Stored dataset items:
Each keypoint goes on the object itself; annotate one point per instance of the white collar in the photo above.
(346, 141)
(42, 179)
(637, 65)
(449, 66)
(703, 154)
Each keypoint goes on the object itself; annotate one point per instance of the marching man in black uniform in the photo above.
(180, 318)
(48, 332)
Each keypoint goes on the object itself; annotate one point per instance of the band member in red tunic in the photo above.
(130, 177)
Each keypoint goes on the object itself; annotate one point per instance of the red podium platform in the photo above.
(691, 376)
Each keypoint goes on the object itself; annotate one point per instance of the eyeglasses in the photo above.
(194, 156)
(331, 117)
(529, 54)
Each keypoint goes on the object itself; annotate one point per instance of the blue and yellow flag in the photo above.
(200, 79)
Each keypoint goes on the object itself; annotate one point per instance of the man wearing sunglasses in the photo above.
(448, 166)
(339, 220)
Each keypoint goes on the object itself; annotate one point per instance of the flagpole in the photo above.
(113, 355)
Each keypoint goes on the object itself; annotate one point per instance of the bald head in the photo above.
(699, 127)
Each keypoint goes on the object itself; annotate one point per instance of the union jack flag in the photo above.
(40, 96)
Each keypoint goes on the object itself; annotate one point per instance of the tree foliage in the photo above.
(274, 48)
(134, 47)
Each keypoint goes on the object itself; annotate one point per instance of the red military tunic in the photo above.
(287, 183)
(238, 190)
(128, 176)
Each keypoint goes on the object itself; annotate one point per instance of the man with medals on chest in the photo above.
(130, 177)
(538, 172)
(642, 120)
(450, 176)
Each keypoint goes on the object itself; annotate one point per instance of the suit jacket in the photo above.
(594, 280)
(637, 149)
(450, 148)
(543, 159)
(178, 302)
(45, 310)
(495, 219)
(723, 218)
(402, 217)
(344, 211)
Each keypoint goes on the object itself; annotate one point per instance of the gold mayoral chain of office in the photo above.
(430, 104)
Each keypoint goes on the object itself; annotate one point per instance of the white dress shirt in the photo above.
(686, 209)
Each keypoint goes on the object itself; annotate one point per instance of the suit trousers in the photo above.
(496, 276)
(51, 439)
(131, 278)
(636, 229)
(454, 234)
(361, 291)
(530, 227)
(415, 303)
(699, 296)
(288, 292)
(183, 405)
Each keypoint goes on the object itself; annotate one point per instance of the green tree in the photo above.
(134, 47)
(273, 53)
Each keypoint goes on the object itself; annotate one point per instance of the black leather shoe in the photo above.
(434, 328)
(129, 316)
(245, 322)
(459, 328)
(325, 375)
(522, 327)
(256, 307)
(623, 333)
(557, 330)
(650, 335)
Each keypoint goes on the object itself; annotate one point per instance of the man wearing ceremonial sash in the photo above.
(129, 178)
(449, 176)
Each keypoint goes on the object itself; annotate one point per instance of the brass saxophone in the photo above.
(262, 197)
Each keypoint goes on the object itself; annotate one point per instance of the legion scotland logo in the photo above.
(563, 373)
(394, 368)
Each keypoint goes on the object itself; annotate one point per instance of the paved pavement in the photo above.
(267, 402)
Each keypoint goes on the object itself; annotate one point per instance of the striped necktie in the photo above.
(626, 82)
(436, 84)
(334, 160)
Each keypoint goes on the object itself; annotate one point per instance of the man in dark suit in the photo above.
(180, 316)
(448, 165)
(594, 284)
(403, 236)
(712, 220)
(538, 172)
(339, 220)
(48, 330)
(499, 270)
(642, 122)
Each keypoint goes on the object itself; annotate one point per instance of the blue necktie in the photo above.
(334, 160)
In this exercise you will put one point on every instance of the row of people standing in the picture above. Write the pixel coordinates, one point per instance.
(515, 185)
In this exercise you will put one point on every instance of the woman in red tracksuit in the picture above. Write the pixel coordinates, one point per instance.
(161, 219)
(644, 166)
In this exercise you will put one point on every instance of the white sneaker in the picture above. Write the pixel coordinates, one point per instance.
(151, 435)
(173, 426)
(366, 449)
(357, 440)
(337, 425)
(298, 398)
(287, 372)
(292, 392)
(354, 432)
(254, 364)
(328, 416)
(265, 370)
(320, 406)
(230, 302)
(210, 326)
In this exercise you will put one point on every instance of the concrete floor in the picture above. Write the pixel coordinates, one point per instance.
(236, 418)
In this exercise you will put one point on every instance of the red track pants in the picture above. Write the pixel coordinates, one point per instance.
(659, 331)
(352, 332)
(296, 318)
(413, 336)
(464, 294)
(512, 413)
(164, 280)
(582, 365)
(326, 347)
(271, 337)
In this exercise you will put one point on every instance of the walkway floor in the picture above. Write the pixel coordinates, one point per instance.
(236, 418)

EXERCISE AIM »
Write out every line of the data again, exactly as it reads.

FINISHED TASK »
Each keypoint goes on the object itself; annotate one point per instance of the white collar in the photo above.
(346, 141)
(42, 179)
(637, 65)
(449, 66)
(703, 154)
Each keypoint goes on the object itself; annotate one point per instance of the marching man in black uniform in the photo above.
(180, 318)
(48, 332)
Each keypoint goes on the object itself; annotate one point per instance of the band member in red tunic in the photo above.
(130, 177)
Each keypoint goes on the object itself; annotate one point per instance of the red podium platform in the photo above.
(691, 376)
Each keypoint goes on the object itself; annotate one point per instance of the eyeglasses in the photo above.
(194, 156)
(331, 117)
(529, 54)
Each keypoint goes on the object itself; annotate one point per instance of the blue and yellow flag in the photo above.
(200, 79)
Each keypoint goes on the object itself; annotate one point per instance of the man wearing sunglasses in the photo above.
(448, 166)
(339, 220)
Each keypoint goes on the object itself; annotate one point per instance of the flagpole in the photo above.
(113, 355)
Each keypoint goes on the object itself; annotate one point per instance of the bald head in the photo above.
(699, 127)
Each keypoint goes on the object itself; annotate one point per instance of the union jack flag in the photo above.
(40, 96)
Each keypoint goes on the object itself; annotate one point per instance of the tree foliage in the photo above.
(274, 48)
(134, 47)
Each keypoint goes on the object itself; annotate one point per instance of the red military tunic in the photo above.
(287, 183)
(238, 190)
(128, 176)
Each keypoint goes on the object itself; annotate one point per instance of the man with medals on chest in the photo above.
(130, 177)
(538, 172)
(642, 120)
(450, 176)
Each keypoint goes on the object itself; annotate one point per instance of the suit jacket in the photo above.
(594, 280)
(637, 149)
(450, 148)
(543, 159)
(178, 302)
(45, 310)
(495, 219)
(723, 218)
(402, 217)
(344, 211)
Each keypoint goes on the object itself; annotate one point per instance of the gold mayoral chain of office in the photo above.
(430, 104)
Each keypoint goes on the object itself; annotate one point per instance of the white dress shirt in the photo above.
(686, 209)
Each keypoint goes on the object itself; annotate one point per instance of the suit trousers in the photo above.
(496, 276)
(51, 439)
(131, 278)
(636, 229)
(454, 234)
(361, 291)
(530, 227)
(415, 303)
(699, 296)
(288, 292)
(183, 405)
Each keypoint goes on the object itself; annotate one point per instance of the green tree in the photo above.
(134, 47)
(273, 53)
Each keypoint goes on the object itself; annotate one point per instance of the black leather shoe in the photo above.
(434, 328)
(129, 316)
(245, 322)
(459, 328)
(325, 375)
(522, 327)
(256, 307)
(623, 333)
(557, 330)
(650, 335)
Each keypoint goes on the object itself; annotate one point per instance of the man wearing ceremonial sash in the photo above.
(129, 178)
(449, 176)
Each keypoint goes on the object itself; annotate one point per instance of the brass saxophone in the photo above.
(262, 197)
Each keypoint goes on the object itself; annotate one point per instance of the legion scotland logo in the photo above.
(563, 373)
(394, 368)
Each keypoint goes on the object itself; annotate one point per instance of the paved pavement in the photo above.
(267, 402)
Each keypoint goes on the object itself; annotate one point per instance of the striped necktie in the photo above.
(626, 82)
(436, 84)
(334, 160)
Each keypoint goes on the object itself; annotate one point per instance of the man in dark suit in the photo above.
(180, 316)
(448, 165)
(594, 284)
(403, 236)
(712, 220)
(538, 172)
(339, 220)
(48, 330)
(499, 270)
(642, 122)
Each keypoint goes on the object itself; annotate one point per instance of the blue necktie in the photo above.
(334, 160)
In this exercise you will put one point on every instance of the row of people standing in the picture above. Write the pixel coordinates, one point per instance.
(515, 185)
In this exercise you will put one point on every instance of the woman in red tracksuit in the picture above. Write the pixel coordinates, one point per instance.
(161, 219)
(644, 166)
In this exercise you will put one point on every instance of the white sneaker in the picture above. Write the pixel coordinates, one point per instance.
(151, 435)
(173, 426)
(366, 449)
(357, 440)
(337, 425)
(298, 398)
(287, 372)
(292, 392)
(354, 432)
(254, 364)
(328, 416)
(265, 370)
(320, 406)
(230, 302)
(210, 326)
In this exercise you will put one point on every instance of the concrete floor in the picture above. Write the pixel coordinates, one point per instance.
(236, 418)
In this exercise you will put one point on every instance of the red track pants in the picture above. Write the pixel coordinates, one point per instance.
(659, 331)
(352, 332)
(296, 318)
(413, 336)
(464, 294)
(512, 413)
(164, 280)
(582, 365)
(326, 347)
(271, 337)
In this exercise you will put one point on every instance of the walkway floor in the picture above. Write the pixel coordinates, one point per instance.
(236, 418)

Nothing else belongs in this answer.